**ЗАДАНИЯ:**
1. Ответьте на вопросы по тексту о Венеции:
(a) По какой цене продают корм для голубей на площади Сан-Марко?
(b) Как зовут пса, которого автор увидел на пороге кофейни?
(c) Кто стережёт фонтан перед улицей Гарибальди?
2. Повторите дословно фрагмент текста о Венеции между словами «Вообще, бродячих, бесприютных» и «любимый венецианский зверь.» включительно.

**ИСХОДНЫЙ ТЕКСТ:**
А на знаменитой площади Сан-Марко главный бизнес делают голуби и продавцы корма для них. Голуби ощущают себя кем-то типа священных коров в Индии. Им можно лазить и гадить, где угодно. Они позируют с туристами, которые их кормят, а корм надо откуда-то взять. Тут как тут стоит с лоточком объемистая дама или бывалого вида мужичок в темных очках и продают корм — по 2000 лир за пакетик. В целях рекламы такой благодетель иногда делает волшебное движение рукой и моментально оказывается окутанным тучей голубей. Туристы млеют и отдают 2000 лир, чтобы их тоже окутали и обкакали. Беспроигрышный вариант.

Вообще, бродячих, бесприютных зверей почти нет. Лишь однажды, проходя мимо крохотной кофейни, увидел на ее пороге очень смешную дворнягу. Пес предавался вечерней меланхолии. На его шее был аккуратно повязан голубой платок. В витрине рядышком виднелся большой почетный фотопортрет собачки в раме с подписью, из которой можно узнать, что зовут пса Чико и что он на самом деле подлинный хозяин заведения. Воробьи еще более непуганые, чем голуби, запросто подлетают к столикам в кафе, и, если им протянуть крошку сыра, превращаются в колибри. А фонтан перед улицей Гарибальди просто кишит зеркальными карпами и настоящими черепахами. Стережет эту живность каменный лев — самый любимый венецианский зверь.

**ЗАПИСИ С ДАННЫМИ:**

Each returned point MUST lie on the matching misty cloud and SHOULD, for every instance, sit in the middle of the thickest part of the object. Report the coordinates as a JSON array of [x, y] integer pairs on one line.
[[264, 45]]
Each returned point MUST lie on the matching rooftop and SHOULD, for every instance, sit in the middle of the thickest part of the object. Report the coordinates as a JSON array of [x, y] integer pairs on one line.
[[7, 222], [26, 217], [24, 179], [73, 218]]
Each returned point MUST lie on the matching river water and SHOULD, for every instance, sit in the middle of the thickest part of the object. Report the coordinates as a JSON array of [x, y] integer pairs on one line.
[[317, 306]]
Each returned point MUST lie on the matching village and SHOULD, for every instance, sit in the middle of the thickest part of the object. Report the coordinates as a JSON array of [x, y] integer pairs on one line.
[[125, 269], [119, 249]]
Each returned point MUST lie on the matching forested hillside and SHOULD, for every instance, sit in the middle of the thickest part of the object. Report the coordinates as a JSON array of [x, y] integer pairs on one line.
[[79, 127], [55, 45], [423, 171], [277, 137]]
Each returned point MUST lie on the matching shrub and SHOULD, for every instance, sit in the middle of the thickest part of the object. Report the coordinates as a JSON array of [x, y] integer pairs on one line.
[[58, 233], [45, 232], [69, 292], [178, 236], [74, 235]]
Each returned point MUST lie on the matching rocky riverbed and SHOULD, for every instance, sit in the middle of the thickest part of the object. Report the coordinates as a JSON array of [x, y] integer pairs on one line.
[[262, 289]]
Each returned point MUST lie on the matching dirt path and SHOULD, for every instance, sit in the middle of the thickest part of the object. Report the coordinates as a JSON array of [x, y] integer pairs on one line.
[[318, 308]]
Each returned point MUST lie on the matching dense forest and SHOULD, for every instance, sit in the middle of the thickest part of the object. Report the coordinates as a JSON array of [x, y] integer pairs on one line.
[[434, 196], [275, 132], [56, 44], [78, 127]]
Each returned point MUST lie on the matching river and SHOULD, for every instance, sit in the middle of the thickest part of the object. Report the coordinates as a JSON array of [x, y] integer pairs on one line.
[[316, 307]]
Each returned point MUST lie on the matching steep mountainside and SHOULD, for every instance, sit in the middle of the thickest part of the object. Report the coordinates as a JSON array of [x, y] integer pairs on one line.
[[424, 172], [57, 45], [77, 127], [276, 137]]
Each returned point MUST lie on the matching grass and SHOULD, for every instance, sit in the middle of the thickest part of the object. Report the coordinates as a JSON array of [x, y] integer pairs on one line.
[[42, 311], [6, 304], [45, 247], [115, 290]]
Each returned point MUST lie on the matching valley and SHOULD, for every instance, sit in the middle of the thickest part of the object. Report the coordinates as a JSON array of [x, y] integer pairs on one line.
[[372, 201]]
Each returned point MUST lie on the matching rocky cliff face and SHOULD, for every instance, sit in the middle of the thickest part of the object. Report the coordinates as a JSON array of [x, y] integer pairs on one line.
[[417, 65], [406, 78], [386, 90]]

**ОТВЕТЫ К УПРАЖНЕНИЮ:**
1.
(a) По 2000 лир за пакетик.
(b) Чико.
(c) Каменный лев.

2.
Вообще, бродячих, бесприютных зверей почти нет. Лишь однажды, проходя мимо крохотной кофейни, увидел на ее пороге очень смешную дворнягу. Пес предавался вечерней меланхолии. На его шее был аккуратно повязан голубой платок. В витрине рядышком виднелся большой почетный фотопортрет собачки в раме с подписью, из которой можно узнать, что зовут пса Чико и что он на самом деле подлинный хозяин заведения. Воробьи еще более непуганые, чем голуби, запросто подлетают к столикам в кафе, и, если им протянуть крошку сыра, превращаются в колибри. А фонтан перед улицей Гарибальди просто кишит зеркальными карпами и настоящими черепахами. Стережет эту живность каменный лев — самый любимый венецианский зверь.